#### Document text
My arms are sore. My legs, my back, my ...
Hang on; let's start again. Instead of telling you what is sore, let me tell you what's not. My face. My face isn't sore.
Over the past week's storms, I shoveled my driveway and sidewalks no less than six times. It needed to be shoveled a few times during each storm and right now, I feel every single shovel full, I'm so hopped up on Aleve and coffee, you might want to take what comes next with a grain of salt.
I can still hear the shovel scraping asphalt in the back of my mind.
At the end of the day, though, there is very little that feels better than coming into the house, sitting down in our mudroom to pull off my boots after shoveling out our driveway. I'm wet, cold and achy, but I feel an overwhelming sense of satisfaction.
I started shoveling out of necessity when we moved to northern Minnesota. I wasn't working full time, so money was tight and we just couldn't afford to buy a snowblower. I remember one of my neighbors was a little skeptical.
"Oh, you'll never make it up here without a snowblower," he said.
This did not make me happy.
"The hell I won't," I thought to myself. "My driveway'll be the best-looking driveway on the block and I don't need a bleeping snowblower to do it."
I don't know if I really had the "best-looking driveway on the block," but I worked hard that year to make sure the driveway was clear, especially on those dark mornings when my wife was headed up the shore to Silver Bay.
I also discovered something about myself. I like shoveling. When I think back over the past six years, some of the best alone times I've spent were in my driveway.
I remember when I was still working nights and I came home to 8 or 9 inches of snow on the ground. It was about 11:30 p.m. or so. I bundled up, got my gloves on, put my headphones in and went to shoveling, finishing about 3 a.m.
At one point, my wife said she was going to come out and tell me I was being silly and to come in.
"But then I could hear you from our bedroom singing along with your music," she said later. "I could tell you were happy as a clam and I didn't want to bother you."
Shoveling has become my own personal therapy sessions where I work out whatever is bothering me. I think about articles I'm working on (including this column), problems at home or work and sometimes I don't think about anything at all.
########
#### Listed records
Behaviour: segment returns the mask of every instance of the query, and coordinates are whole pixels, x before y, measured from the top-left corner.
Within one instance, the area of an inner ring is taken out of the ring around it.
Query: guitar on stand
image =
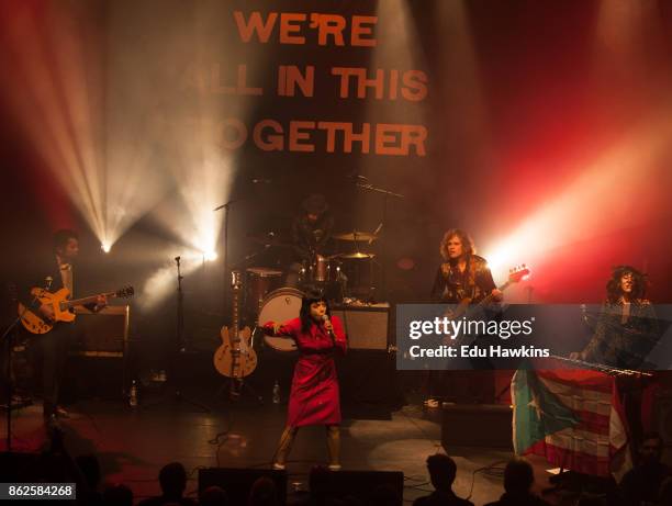
[[[251,346],[251,330],[249,327],[239,328],[239,307],[242,291],[240,271],[232,271],[233,318],[231,328],[223,326],[220,331],[222,345],[214,353],[214,367],[217,372],[227,378],[228,394],[232,401],[239,398],[244,387],[261,403],[256,392],[245,383],[245,378],[257,368],[257,352]],[[225,384],[222,385],[225,387]],[[221,389],[220,389],[221,390]]]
########
Rewrite the paragraph of the snow-shoveling text that begins "I started shoveling out of necessity" as two short sentences, keeping its main facts.

• _Output for this exercise_
I began shoveling when we moved to northern Minnesota because I wasn't working full time, money was tight, and we couldn't afford a snowblower. One neighbor was a little skeptical.